TASK STATEMENT → Gather every line below that contains the string "image". Case counts.

** Begin **

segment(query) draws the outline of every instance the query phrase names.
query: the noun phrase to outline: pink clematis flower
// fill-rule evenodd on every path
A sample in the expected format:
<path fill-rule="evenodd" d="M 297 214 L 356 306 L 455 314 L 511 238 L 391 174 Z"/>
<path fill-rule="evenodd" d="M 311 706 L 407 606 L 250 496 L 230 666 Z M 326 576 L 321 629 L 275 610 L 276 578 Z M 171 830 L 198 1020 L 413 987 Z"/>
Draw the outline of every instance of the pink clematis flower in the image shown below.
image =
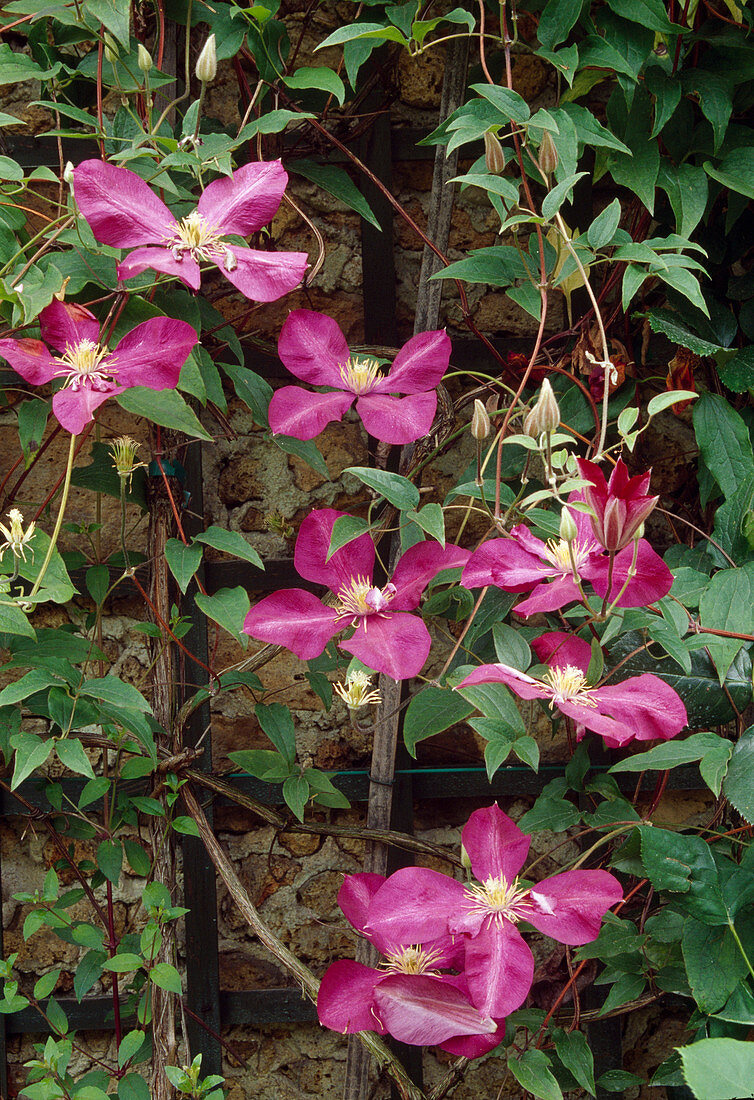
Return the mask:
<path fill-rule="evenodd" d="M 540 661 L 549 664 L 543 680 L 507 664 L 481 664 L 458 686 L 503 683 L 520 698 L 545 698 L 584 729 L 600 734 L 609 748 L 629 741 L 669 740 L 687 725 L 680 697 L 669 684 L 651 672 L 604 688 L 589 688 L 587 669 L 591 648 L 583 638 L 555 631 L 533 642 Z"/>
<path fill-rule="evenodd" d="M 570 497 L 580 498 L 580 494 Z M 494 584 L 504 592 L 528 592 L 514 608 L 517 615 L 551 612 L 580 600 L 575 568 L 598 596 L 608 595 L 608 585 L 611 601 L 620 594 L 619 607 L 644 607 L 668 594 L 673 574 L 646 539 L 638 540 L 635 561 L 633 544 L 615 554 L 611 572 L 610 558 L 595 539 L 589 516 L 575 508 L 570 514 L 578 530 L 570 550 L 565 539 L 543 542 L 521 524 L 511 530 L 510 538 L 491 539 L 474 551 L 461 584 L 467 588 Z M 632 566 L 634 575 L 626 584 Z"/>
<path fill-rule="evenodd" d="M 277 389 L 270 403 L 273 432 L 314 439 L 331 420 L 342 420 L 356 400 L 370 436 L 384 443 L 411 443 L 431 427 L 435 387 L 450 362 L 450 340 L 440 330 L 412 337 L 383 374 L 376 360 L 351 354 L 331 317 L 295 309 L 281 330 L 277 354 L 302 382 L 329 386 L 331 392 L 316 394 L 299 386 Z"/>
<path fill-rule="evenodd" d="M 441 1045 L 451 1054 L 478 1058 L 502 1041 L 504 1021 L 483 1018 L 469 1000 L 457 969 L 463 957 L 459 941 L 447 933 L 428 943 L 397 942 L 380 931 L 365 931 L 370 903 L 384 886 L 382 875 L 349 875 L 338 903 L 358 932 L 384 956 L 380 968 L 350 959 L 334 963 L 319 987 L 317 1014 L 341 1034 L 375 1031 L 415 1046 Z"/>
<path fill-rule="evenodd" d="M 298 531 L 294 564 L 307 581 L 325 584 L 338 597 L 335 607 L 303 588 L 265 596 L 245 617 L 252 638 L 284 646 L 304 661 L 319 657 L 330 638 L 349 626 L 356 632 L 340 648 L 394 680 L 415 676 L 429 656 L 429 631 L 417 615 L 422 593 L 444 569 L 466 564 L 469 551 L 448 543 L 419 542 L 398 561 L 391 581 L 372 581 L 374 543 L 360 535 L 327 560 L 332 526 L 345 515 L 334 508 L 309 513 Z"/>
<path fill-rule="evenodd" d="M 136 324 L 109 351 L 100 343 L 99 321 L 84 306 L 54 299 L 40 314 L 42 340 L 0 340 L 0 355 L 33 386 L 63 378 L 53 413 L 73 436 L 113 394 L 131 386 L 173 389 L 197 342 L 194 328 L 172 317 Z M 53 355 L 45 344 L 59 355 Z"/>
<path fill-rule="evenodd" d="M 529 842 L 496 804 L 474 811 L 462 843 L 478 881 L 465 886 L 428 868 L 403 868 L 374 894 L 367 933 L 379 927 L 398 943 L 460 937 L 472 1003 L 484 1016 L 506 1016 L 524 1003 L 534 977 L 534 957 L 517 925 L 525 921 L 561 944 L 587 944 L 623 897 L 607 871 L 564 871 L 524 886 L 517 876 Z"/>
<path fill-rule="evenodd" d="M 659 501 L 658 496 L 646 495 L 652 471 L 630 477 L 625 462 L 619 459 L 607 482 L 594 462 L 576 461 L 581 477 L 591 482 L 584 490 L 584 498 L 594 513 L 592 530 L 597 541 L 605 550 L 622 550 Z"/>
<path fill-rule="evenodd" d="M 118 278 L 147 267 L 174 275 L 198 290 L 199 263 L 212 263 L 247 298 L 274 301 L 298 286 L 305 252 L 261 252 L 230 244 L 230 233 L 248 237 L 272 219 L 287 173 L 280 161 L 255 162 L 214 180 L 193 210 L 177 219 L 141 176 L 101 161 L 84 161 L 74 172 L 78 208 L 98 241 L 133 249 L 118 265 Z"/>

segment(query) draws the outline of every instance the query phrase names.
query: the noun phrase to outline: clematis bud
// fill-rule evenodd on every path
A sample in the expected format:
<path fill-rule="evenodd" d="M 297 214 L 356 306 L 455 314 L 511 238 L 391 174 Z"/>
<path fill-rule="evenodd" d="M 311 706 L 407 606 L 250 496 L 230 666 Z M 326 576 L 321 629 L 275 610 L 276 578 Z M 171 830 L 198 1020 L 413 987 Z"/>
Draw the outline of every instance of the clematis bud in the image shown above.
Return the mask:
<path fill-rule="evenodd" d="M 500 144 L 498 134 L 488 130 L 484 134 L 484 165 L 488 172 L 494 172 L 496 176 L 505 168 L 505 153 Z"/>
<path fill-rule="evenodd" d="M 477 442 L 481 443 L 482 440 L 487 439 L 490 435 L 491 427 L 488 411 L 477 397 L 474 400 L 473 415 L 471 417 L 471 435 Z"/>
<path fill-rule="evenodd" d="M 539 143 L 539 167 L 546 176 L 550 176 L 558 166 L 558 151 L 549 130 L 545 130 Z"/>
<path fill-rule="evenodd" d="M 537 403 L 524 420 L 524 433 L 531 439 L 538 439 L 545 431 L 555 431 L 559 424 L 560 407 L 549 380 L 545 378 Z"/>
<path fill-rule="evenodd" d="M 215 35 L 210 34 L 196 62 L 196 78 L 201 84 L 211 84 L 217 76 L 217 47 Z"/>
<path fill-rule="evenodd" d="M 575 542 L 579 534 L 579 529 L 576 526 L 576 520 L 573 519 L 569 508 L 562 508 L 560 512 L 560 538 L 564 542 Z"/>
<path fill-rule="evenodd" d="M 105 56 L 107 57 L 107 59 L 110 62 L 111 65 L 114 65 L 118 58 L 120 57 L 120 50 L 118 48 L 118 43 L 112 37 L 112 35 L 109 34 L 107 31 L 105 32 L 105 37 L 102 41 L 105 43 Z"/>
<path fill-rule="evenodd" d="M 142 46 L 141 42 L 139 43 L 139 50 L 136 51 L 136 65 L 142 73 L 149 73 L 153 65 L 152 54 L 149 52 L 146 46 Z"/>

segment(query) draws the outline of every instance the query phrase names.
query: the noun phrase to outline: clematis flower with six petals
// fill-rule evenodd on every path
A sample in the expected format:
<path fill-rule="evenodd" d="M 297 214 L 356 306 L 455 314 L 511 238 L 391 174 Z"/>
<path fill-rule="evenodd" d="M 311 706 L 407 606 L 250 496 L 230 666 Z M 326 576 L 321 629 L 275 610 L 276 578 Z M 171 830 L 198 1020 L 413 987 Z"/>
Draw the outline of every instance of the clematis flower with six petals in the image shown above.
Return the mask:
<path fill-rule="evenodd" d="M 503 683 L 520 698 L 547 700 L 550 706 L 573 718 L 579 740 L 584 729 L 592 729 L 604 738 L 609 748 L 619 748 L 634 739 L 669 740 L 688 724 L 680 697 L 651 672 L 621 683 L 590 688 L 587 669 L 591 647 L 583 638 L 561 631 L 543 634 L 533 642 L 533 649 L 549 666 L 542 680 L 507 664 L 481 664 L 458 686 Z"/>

** End **

OUTPUT →
Draw the outline of every instance of the pink clematis flower in the image shown below.
image =
Draw the outline of every instance of the clematis bud in the image shown above.
Draw the outline of every instance of the clematis flower with six petals in the image shown above.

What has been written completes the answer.